-- Stated task --
Omit all images, then return the remaining material exactly as it stands.

-- Records for processing --
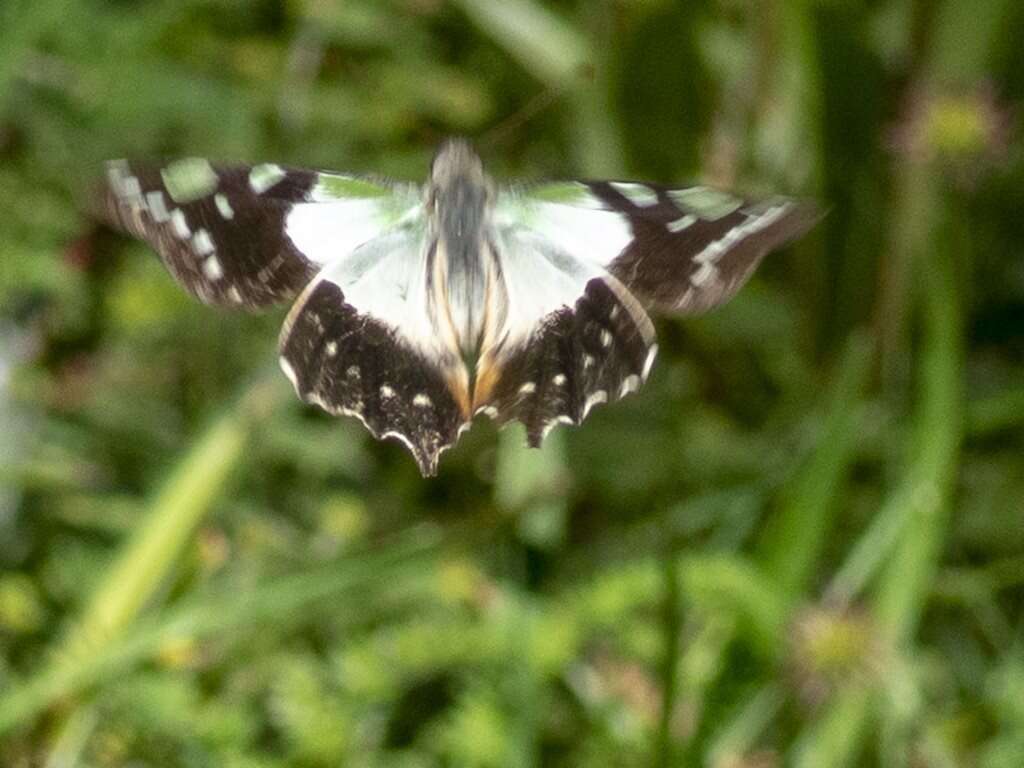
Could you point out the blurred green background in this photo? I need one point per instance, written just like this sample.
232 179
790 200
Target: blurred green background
802 544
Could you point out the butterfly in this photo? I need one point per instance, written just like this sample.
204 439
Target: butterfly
417 307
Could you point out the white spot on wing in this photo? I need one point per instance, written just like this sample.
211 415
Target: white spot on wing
262 177
223 207
202 243
649 361
596 397
188 179
705 273
681 223
715 250
180 224
158 206
212 268
638 195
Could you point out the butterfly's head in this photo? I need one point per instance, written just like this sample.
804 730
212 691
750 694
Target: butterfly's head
456 164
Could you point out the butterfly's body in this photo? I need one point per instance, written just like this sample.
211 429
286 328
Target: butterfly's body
419 308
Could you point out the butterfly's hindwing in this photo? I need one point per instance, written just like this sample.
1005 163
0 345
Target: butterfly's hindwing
418 308
351 364
248 236
597 351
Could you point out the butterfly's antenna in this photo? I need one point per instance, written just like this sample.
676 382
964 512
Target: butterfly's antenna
537 104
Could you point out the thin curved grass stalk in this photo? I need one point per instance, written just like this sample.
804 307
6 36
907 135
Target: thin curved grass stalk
285 601
925 494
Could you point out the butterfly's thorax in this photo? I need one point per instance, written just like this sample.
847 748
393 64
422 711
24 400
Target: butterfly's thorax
462 271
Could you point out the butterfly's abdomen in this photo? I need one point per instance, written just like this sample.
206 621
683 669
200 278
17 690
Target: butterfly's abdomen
462 266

-- Solution below --
Could you point out the blurred green background in this photo? I need one point per instance, written just like this sample.
232 179
790 200
Target: blurred green background
802 544
Could you point out the butterfly in this photo? I need one point per instance, written just like this sample.
204 439
Target: butterfly
417 307
Could you point out the white spot on wing in this photo? I need one point per instance, written just like this sample.
211 415
Target: white spot on wing
262 177
223 207
202 243
649 361
596 397
188 179
705 273
681 223
715 250
180 224
158 206
212 268
638 195
Could you point out the butterfly's head in this photo? I need one point per instance, written just like this sample.
804 730
212 691
750 694
Target: butterfly's head
456 164
Could you point out the butterfly's body in this photo? I need one point per instance, written just like this sample.
211 429
286 328
Target: butterfly's body
419 308
Could you point out the butterfly's hindwing in this photo? I need one point per instance, written just like this sample.
1005 163
0 345
Target: butterfly's hindwing
418 308
351 364
248 236
597 351
Could you point out the butterfly's antenna in this photo? I need one point per instance, written just like this sample.
676 382
964 512
Target: butterfly's antenna
537 104
Could you point out the thin curved grass stalk in this photo? I need one point per instance, written just like this sample.
804 307
6 36
907 135
Target: thin curved grass stalk
285 601
925 494
Could you point out the butterfly's thorax in this photo? I need one point per instance, written just like this sample.
847 748
393 64
422 711
24 400
Target: butterfly's thorax
462 271
Could you point out the butterfly's abdomen in this photo? I need one point per instance, written just like this sample.
206 621
683 669
200 278
17 690
Target: butterfly's abdomen
462 266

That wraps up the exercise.